**Selected passage:**
____________________
Mycorrhizas are fungal associations between plant roots and beneficial fungi. The fungi effectively extend the root area of plants and are extremely important to most wild plants, but less significant for garden plants where the use of fertilisers and cultivation disrupts and replaces these associations.
Scientific name Mycorrhiza
Plants affected Almost all plants
Main causes Beneficial fungi
Timing All year
What are mycorrhizal fungi?
Mycorrhizas are beneficial fungi growing in association with plant roots, and exist by taking sugars from plants ‘in exchange’ for moisture and nutrients gathered from the soil by the fungal strands. The mycorrhizas greatly increase the absorptive area of a plant, acting as extensions to the root system.
Phosphorus is often in very short supply in natural soils. When phosphorus is present in insoluble forms it would require a vast root system for a plant to meet its phosphorus requirements unaided. It is therefore thought that mycorrhizas are crucial in gathering this element in uncultivated soils. Phosphorus-rich fertilisers are widely used in cultivated ground and not only reduce the need for this activity but are thought to actually suppress the mycorrhizas. For this reason it is best not to use phosphorous rich fertilisers in conjunction with mycorrhizal fungi.
Neither fungi nor plants could survive in many uncultivated situations without this mutually beneficial arrangement.
Mycorrhizas also seem to confer protection against root diseases.
Toadstools, especially ones that follow root runs and appear below trees, can be a sign of ectomycorrhiza (mycorrhiza living on the outside of a plant), as are the fungal coating and odd branching structure of affected tree and shrub roots.
____________________
**Source information:**
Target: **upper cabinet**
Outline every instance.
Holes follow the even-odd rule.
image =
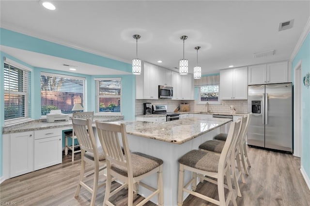
[[[158,85],[171,86],[172,71],[162,67],[158,67]]]
[[[136,76],[136,99],[158,99],[158,67],[142,62],[141,74]]]
[[[248,67],[248,85],[291,82],[291,70],[287,61]]]
[[[248,99],[248,67],[219,71],[219,95],[221,100]]]
[[[180,75],[172,72],[171,84],[173,88],[172,100],[194,100],[194,81],[192,74]]]
[[[180,75],[178,73],[142,62],[141,74],[136,75],[136,99],[158,99],[158,85],[173,88],[172,100],[194,100],[192,74]]]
____________________
**Work instruction 1:** Please transcribe the text on mycorrhizas, starting with "Mycorrhizas are fungal" and going on through "the root system.".
**Work instruction 2:**
Answer these questions from the text on mycorrhizas, one answer a line, marked like the questions:
(a) What timing does it give for mycorrhizas?
(b) Which element does it call often in very short supply in natural soils?
(c) What does it say the term ectomycorrhiza refers to?
**Work instruction 3:** Write the next part of the text on mycorrhizas, picking up after its final sentence.

**Task answer 1:**
Mycorrhizas are fungal associations between plant roots and beneficial fungi. The fungi effectively extend the root area of plants and are extremely important to most wild plants, but less significant for garden plants where the use of fertilisers and cultivation disrupts and replaces these associations.
Scientific name Mycorrhiza
Plants affected Almost all plants
Main causes Beneficial fungi
Timing All year
What are mycorrhizal fungi?
Mycorrhizas are beneficial fungi growing in association with plant roots, and exist by taking sugars from plants ‘in exchange’ for moisture and nutrients gathered from the soil by the fungal strands. The mycorrhizas greatly increase the absorptive area of a plant, acting as extensions to the root system.

**Task answer 2:**
(a) All year.
(b) Phosphorus.
(c) Mycorrhiza living on the outside of a plant.

**Task answer 3:**
Endomycorrhizas (mycorrhiza living within a plant) are difficult to detect without laboratory facilities.
Mycorrhizas are not a cause for concern. The fine fungal strands that make up mycorrhizas associate with roots in two ways:
Ectomycorrhiza (mycorrhiza living on the outside of a plant):
- Often called sheathing fungi
- Found mainly in association with tree roots
- Form a thick mass around the fine feeder roots
- Although roots thicken and branch in ways that appear unnatural, they are not harmed and, in fact, are helped by the fungal strands
- The pattern of root branching differs between (and is characteristic of) each fungus-plant association; pines, for example, have Y-shaped branches and beech branches are at right angles
- The fungal sheath sends out branches between the surface cells of the roots in order to exchange nutrients from the soil for sugars from the plants
- The network of branches that penetrates the roots is called a Hartig Net
- Sheathing fungi often send up fruiting bodies. These include the many toadstools commonly seen around trees that often alarm gardeners who mistake them for honey fungus
Endomycorrhiza (mycorrhiza living within a plant):
- Often called vesicular-arbuscular (VA) mycorrhiza
- Found mainly in association with herbaceous plants
- Form strands (hyphae) within roots growing between the living cells
- These hyphae extend outside the cell to form an extensive network that absorbs water and nutrients
- Strands form small storage sacs (vesicles) every so often
- Fine specialised structures called arbuscules branch and enter living cells to exchange nutrients
There are other more specialised mycorrhizas, including ones where the fungus supplies organic compounds to plants, orchids for example, that break down soil organic matter.
Mycorrhizal fungi in the garden
Mycorrhizal fungi are often seen in gardens but may be less effective on frequently cultivated soils that have been heavily fertilised and manured. Use of fungicides can also inhibit mycorrhizal fungi. It is good gardening practice to use the lowest feasible amounts of manure, fertiliser, fungicides, and cultivation. This will not only save gardeners time and money, but also helps towards protecting the environment.